◆ WORK TO DO ◆
[1] Reproduce the Unicode polynomial equation excerpt from "Processing the input" up to and including "be valid utf8/32.", swapping "no-brainer" for "trivial task".
[2] In the Unicode polynomial equation excerpt, which hexadecimal value is assigned to the constant DIVDE?

◆ DOCUMENT EXTRACT ◆
Processing the input in utf32 form is a complete no-brainer; whereas constructing utf8 output is a little more subtle, but avoids creating a utf32 "string" just because all bytes happen to be less than 255, which would not necessarily be valid utf8/32.

-- demo\rosetta\Unicode_polynomial_equation.exw
constant uni_frac = false   -- if true output unicode superscripts and vulgar fractions

constant UTF8BOM = {#EF,#BB,#BF},
         SPTWO = #00B2,         -- superscript two
         STHRE = #00B3,         -- superscript three
         MIDOT = #00B7,         -- middle dot
         SPONE = #00B9,         -- superscript one
         QUART = #00BC,         -- one quarter
         AHALF = #00BD,         -- one half
         THQTR = #00BE,         -- three quarters
         MULTY = #00D7,         -- multiplication sign
         DIVDE = #2044,         -- division sign
         SZERO = #2070,         -- superscript zero
         SFOUR = #2074,         -- superscript four
         SFIVE = #2075,         -- superscript five
         SPSIX = #2076,         -- superscript six
         SSEVN = #2077,         -- superscript seven
         SEGHT = #2078,         -- superscript eight
         SNINE = #2079,         -- superscript nine
         SPLUS = #207A,         -- superscript plus
         SMNUS = #207B,         -- superscript minus
         SVNTH = #2150,         -- one seventh
         NINTH = #2151,         -- one ninth
         TENTH = #2152,         -- one tenth
         THIRD = #2153,         -- one third
         TWTHD = #2154,         -- two thirds
         FIFTH = #2155,         -- one fifth
         TWFTH = #2156,         -- two fifths
         THFTH = #2157,         -- three fifths
         FRFTH = #2158,         -- four fifths
         SIXTH = #2159,         -- one sixth
         FVSIX = #215A,         -- five sixths
         EIGTH = #215B,         -- one eigth
         THEGH = #215C,         -- three eigths
         FVEGH = #215D,         -- five eigths
--       ZTHRD = #2189,         -- zero thirds[??]
         UPARW = #2191,         -- uparrow
         BASET = #23E8,         -- base 10
         SPACE = ' ',           -- space
             T = 10,            -- align nxt tbl
$

constant {vulgar_fractions,unicode_vulgar_fractions} = columnize({{{1,4},QUART},
                                                                  {{1,2},AHALF},
                                                                  {{3,4},THQTR},
                                                                  {{1,7},SVNTH},
                                                                  {{1,9},NINTH},
                                                                  {{1,T},TENTH},
                                                                  {{1,3},THIRD},
                                                                  {{2,3},TWTHD},
                                                                  {{1,5},FIFTH},
                                                                  {{2,5},TWFTH},
                                                                  {{3,5},THFTH},
                                                                  {{4,5},FRFTH},
                                                                  {{1,6},SIXTH},
                                                                  {{5,6},FVSIX},
                                                                  {{1,8},EIGTH},
                                                                  {{3,8},THEGH},
                                                                  {{5,8},FVEGH}})

◆ SUPPLIED RECORDS ◆
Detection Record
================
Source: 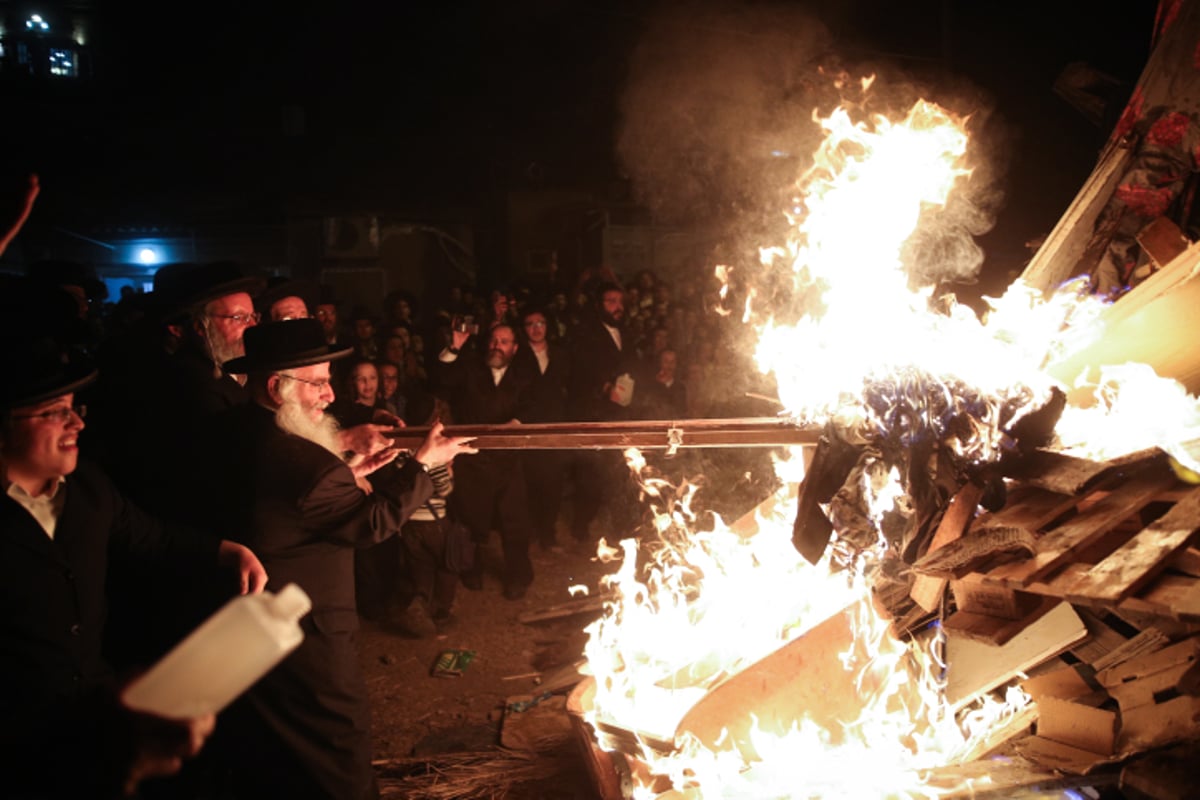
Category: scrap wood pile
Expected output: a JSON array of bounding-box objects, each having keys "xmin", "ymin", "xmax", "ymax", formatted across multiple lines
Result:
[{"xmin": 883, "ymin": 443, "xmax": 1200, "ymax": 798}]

---

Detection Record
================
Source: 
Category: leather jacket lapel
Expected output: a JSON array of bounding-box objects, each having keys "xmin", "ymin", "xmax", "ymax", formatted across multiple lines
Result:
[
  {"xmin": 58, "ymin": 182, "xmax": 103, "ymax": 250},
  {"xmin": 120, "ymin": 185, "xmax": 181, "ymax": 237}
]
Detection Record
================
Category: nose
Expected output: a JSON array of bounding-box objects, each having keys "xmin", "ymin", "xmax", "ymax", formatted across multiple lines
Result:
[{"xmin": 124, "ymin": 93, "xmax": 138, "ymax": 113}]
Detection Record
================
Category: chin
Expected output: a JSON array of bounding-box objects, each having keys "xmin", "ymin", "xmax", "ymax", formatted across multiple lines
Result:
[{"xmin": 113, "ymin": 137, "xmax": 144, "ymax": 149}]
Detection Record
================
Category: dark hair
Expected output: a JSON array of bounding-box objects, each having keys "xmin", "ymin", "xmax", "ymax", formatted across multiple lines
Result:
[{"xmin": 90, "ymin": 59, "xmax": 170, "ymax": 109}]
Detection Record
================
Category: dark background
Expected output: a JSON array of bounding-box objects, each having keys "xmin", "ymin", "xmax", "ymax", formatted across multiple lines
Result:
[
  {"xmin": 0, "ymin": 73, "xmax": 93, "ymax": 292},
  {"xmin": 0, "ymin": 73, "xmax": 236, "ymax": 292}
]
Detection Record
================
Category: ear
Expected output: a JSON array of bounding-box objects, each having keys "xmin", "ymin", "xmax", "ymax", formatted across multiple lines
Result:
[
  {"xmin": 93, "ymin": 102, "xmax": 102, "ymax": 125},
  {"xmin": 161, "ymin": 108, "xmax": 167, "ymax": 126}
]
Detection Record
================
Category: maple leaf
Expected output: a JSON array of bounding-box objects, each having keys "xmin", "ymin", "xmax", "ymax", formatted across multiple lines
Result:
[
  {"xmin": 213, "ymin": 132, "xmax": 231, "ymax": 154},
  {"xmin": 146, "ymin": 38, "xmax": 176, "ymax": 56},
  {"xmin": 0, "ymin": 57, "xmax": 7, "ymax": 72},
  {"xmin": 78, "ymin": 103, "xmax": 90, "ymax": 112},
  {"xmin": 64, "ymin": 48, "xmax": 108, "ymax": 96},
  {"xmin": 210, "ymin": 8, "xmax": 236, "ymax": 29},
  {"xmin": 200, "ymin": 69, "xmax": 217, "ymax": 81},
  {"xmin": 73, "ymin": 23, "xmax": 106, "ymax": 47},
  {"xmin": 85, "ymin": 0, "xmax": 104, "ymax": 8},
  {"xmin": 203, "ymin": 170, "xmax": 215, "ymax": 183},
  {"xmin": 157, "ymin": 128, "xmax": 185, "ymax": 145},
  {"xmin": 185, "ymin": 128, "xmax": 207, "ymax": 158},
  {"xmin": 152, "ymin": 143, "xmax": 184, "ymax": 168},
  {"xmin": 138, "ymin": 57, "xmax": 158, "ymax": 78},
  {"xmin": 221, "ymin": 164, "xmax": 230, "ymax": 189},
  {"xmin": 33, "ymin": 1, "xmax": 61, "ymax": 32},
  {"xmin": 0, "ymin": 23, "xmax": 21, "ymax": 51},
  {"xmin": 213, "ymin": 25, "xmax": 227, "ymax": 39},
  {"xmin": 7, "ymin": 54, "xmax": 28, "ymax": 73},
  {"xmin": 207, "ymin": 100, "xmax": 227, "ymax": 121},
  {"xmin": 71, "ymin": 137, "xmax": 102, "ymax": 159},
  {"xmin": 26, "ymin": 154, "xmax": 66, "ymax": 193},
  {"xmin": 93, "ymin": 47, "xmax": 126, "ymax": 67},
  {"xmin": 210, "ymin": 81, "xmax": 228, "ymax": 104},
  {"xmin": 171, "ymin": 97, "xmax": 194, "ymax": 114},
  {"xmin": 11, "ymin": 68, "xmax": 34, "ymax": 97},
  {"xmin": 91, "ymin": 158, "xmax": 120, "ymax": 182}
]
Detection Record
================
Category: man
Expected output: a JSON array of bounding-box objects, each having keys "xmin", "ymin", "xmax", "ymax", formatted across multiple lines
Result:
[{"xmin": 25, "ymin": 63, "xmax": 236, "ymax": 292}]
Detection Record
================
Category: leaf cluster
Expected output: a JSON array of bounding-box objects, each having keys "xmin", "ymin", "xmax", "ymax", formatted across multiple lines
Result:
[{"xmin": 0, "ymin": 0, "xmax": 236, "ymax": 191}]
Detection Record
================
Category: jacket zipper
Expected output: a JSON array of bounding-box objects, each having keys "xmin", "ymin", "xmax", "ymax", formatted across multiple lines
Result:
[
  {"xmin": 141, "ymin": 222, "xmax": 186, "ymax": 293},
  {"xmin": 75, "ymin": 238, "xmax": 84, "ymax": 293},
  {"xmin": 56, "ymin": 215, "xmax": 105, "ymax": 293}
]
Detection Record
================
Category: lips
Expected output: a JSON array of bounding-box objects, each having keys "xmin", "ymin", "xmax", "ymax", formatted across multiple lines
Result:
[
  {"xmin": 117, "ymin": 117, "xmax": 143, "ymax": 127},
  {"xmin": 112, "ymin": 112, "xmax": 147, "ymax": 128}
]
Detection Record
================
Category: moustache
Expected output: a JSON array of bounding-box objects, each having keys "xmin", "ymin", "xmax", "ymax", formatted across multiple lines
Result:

---

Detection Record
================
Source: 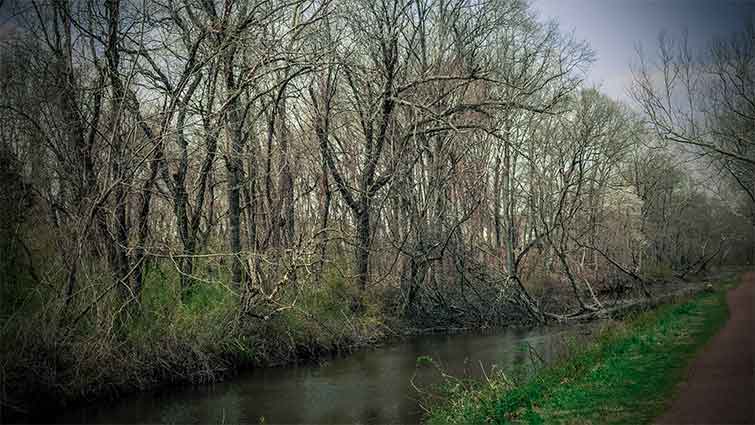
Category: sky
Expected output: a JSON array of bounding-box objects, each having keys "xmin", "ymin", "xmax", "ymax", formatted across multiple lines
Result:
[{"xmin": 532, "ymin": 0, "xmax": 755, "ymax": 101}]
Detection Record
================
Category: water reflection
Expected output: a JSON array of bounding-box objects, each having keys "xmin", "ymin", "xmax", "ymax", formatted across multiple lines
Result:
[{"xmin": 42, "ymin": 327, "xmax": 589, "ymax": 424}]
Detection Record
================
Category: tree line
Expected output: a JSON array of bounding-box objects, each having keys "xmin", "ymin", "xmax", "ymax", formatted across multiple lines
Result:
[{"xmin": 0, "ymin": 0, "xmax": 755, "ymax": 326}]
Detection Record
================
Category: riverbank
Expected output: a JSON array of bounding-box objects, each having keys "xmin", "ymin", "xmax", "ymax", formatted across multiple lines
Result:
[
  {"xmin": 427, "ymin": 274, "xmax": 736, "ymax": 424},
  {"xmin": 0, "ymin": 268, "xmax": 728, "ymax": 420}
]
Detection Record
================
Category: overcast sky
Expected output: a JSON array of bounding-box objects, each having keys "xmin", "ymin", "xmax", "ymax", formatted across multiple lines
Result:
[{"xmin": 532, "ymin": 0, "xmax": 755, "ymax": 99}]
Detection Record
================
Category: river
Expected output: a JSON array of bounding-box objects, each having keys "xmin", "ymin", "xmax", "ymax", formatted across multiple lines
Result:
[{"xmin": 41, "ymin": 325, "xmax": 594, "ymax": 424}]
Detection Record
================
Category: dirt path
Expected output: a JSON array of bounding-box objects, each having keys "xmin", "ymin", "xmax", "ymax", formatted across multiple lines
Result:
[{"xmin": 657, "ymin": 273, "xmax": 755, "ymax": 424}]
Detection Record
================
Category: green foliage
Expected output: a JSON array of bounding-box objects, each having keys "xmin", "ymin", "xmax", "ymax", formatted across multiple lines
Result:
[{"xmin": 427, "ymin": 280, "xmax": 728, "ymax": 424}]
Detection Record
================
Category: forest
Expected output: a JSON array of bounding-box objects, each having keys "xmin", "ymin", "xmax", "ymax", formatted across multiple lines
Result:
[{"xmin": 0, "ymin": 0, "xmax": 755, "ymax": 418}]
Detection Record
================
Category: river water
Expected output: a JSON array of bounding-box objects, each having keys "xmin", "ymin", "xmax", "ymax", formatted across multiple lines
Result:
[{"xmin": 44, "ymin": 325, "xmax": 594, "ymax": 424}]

◆ OUTPUTS FOR THE TASKS ◆
[1]
Processing the input in utf32 form is a complete trivial task; whereas constructing utf8 output is a little more subtle, but avoids creating a utf32 "string" just because all bytes happen to be less than 255, which would not necessarily be valid utf8/32.

[2] #2044